:: Given data ::

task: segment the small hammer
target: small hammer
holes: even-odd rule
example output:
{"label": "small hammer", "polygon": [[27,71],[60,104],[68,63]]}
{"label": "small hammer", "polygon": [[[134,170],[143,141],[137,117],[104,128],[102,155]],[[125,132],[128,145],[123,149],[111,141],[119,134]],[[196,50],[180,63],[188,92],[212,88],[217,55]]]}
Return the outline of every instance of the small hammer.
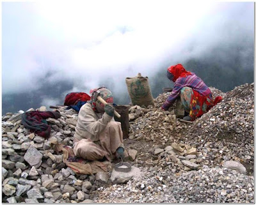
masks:
{"label": "small hammer", "polygon": [[[103,103],[103,105],[106,105],[106,104],[108,104],[108,103],[106,103],[106,102],[105,100],[104,100],[103,98],[102,98],[102,97],[100,97],[100,96],[98,96],[97,97],[97,98],[99,101],[100,101],[100,102]],[[114,110],[114,114],[115,114],[115,115],[117,118],[121,118],[121,116],[120,116],[120,115],[119,114],[119,113],[117,112],[116,110]]]}

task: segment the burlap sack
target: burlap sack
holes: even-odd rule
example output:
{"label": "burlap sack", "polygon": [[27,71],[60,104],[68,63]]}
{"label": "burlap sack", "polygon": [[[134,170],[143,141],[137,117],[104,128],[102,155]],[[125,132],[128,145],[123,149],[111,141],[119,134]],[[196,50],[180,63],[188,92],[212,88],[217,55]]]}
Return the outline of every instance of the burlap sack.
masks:
{"label": "burlap sack", "polygon": [[133,105],[154,105],[147,77],[142,77],[139,73],[136,77],[127,77],[125,82]]}

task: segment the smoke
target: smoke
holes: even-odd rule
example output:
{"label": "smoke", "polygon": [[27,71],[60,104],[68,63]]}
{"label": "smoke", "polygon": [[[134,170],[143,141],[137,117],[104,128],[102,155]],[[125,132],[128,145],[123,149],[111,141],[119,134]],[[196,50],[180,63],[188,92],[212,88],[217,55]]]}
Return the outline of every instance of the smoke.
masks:
{"label": "smoke", "polygon": [[[252,52],[253,3],[148,1],[4,2],[3,95],[41,91],[47,105],[70,91],[105,84],[127,98],[125,77],[150,79],[166,66],[200,58],[221,45]],[[230,58],[228,53],[219,56]],[[233,60],[228,59],[228,60]],[[54,96],[45,84],[69,84]],[[124,95],[124,93],[125,93]],[[56,95],[58,96],[56,100]]]}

:::

Objective →
Identify each line in the entries that contains the string "instance" and copy every such line in full.

Response →
Return the outline of every instance of the small hammer.
Return the outline of every instance of the burlap sack.
Return the outline of every instance of the smoke.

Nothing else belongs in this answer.